WHAT IS REQUIRED: Copy the items from the line holding "staircase and record the pixel coordinates." through the end of the items, both ends included, keeping the requests and adding -5 to every pixel coordinate in the answers. Leave the pictures out.

EXERCISE INPUT start

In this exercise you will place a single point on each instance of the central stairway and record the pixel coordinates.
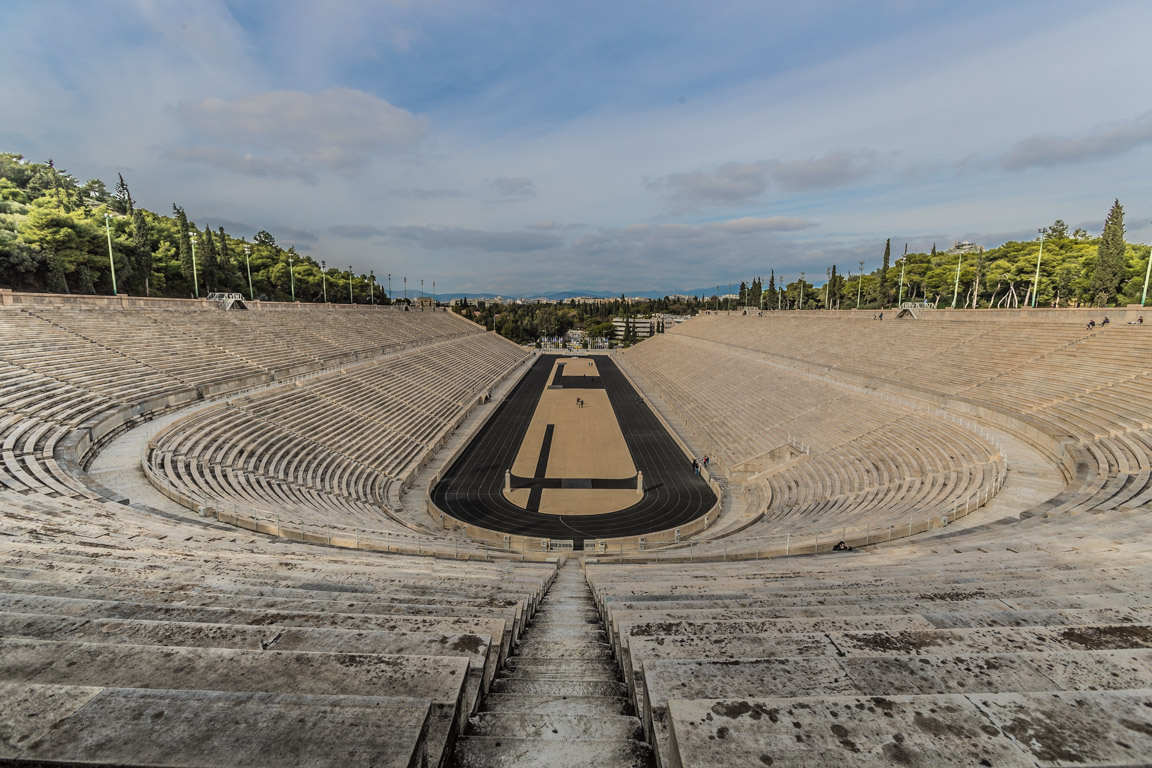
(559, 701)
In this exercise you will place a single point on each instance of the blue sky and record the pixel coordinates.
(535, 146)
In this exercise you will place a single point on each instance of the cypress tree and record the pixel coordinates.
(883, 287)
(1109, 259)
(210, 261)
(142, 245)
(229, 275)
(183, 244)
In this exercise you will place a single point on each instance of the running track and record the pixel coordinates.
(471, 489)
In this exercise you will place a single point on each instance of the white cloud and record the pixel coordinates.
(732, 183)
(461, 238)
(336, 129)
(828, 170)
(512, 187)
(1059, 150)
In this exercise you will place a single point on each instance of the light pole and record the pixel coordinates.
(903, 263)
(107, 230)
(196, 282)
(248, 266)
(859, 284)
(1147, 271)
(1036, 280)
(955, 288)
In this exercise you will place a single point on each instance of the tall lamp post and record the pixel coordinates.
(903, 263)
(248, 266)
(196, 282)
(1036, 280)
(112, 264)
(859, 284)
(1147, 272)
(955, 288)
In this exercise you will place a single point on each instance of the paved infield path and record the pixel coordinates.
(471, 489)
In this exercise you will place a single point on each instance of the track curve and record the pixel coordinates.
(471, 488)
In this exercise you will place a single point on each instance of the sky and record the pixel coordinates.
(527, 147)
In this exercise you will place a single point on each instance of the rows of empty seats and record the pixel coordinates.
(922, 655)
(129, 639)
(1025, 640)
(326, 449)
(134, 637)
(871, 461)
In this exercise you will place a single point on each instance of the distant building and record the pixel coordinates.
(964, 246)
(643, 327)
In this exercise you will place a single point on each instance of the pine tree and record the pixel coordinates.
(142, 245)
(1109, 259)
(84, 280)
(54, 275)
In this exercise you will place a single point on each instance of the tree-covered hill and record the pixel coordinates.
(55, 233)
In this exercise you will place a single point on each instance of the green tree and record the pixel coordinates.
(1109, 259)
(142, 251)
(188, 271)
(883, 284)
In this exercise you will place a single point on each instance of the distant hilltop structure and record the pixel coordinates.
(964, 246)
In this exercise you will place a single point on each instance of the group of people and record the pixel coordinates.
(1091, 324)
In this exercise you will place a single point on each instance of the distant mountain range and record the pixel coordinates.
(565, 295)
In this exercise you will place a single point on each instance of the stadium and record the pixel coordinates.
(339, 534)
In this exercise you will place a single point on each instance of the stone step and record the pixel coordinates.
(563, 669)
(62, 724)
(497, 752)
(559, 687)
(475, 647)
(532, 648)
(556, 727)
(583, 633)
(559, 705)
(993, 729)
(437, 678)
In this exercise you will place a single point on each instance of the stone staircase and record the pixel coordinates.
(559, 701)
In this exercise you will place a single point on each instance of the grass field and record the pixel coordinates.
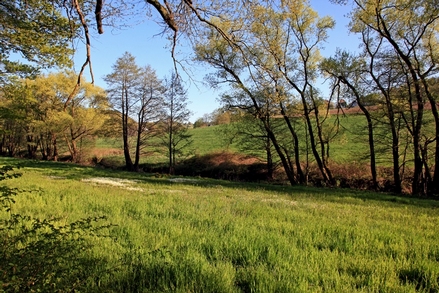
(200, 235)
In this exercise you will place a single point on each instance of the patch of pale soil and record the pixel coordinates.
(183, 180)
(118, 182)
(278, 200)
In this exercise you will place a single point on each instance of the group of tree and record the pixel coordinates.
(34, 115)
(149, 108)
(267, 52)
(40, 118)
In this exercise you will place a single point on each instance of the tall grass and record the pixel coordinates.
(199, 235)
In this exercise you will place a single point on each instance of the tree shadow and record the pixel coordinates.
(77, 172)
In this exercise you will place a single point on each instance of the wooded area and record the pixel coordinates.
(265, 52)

EXERCISE INPUT end

FULL OUTPUT:
In this exercise you will place a single point on each instance of the stone staircase and record the pixel coordinates.
(554, 696)
In this exercise you will place a single point on each instance of the grass field and record the pixel coordinates.
(195, 230)
In this exercise you will place a single point on each instance of the patch of pale soil and record the pixel coordinates.
(178, 175)
(113, 177)
(273, 195)
In this exercise you will place a single point on each instance of the group of tree and record the pixel coordinates.
(29, 110)
(144, 103)
(262, 47)
(35, 113)
In this exercise you will place a single point on each instance of the tall grass and record the pixel coordinates.
(194, 230)
In this exercise you will place a single point on each instance of the tree shadow and record the pixel coordinates.
(72, 167)
In this exercise you will place a single point on each instance of the wooded area and record the pixel coordinates.
(260, 47)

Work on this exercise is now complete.